Label

Selasa, 05 Januari 2010

PENGECUT – PEMAAF – PELUPA MIKUL DHUWUR MENDHEM JERO






Sejarah bangsa Indonesia Merdeka, memang diwarnai aneka warna dan dinamika politik, seiring dengan jatuhnya bangunnya kekuasaan. Dari presiden pertama Sokarno, Suharto, Habibi, Gus Dur, yang berhenti dengan tidak mulus menampakkan dinamika politik yang belum mapan di Negara ini, meskipun terkadang lebih banyak pada dinamika elit politik atau masyarakat yang vocal. Sementara sebagian besar masyarakat lebih banyak diam.
Bung Karno presiden Indonesia pertama, begitu mampu menyihir masyarakat Indonesia, sehingga ketika mengeluarkan “DEKRIT 1959” boleh dikata tidak ada perlawanan. Sayangnya beliau kurang mawas diri, sehingga pidato pertanggungjawabannya ditolak, dan beliau harus lengser. Dalam era orde baru nama Bung Karno seakan tenggelam, jasanya sebagai proklamator nyaris tidak pernah diingat. Ketika Bungkarno wafat, tahun 1971, orang pun berduka dengan setengah hati. Semua terfokus pada Pak Harto sebagai presiden dengan segala atribut kekuasaannya.
Kekuasaan 0rde Baru masuk ke dalam semua sisi kehidupan, tiada lagi tersisa, sehingga dengan semangat gelar Bapak Pembangunan disematkan ke Pak Harto. Setiap pesta demokrasi lima tahunan, selalu ada Apel Kebulatan Tekad untuk mendukung Pak Harto sebagai Presiden kembali. Rakyat bergembira….yang semula takutpun sudah lupa takutnya….untuk takutpun sudah takut.
Roda Sejarah terus berputar ….seiring memburuknya perekonomian bangsa, Pak Harto pun jatuh, dia yang semula dielu-elukan, dalam waktu sekejap dicampakkan. Habibi yang menjabat presiden, dalam waktu singkat mampu menaikkan kembali nilai rupiah yang sebelumnya merosot. Tetapi rupanya prestasi Habibi belum mampu membuat pidato pertanggungjawabannya diterima, diapun dicampakkan.

▶ **Bahan yang Diberikan**
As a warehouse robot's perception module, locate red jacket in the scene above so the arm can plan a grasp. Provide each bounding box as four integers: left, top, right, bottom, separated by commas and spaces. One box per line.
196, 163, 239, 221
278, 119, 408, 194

▶ **Instruksi Tertulis**
Tolong terjemahkan kalimat dari teks bacaan ini ke dalam bahasa Inggris: "Habibi yang menjabat presiden, dalam waktu singkat mampu menaikkan kembali nilai rupiah yang sebelumnya merosot."

▶ **Hasil Tugas**
Habibi, who held the presidency, managed within a short time to raise the value of the rupiah again after it had previously slumped.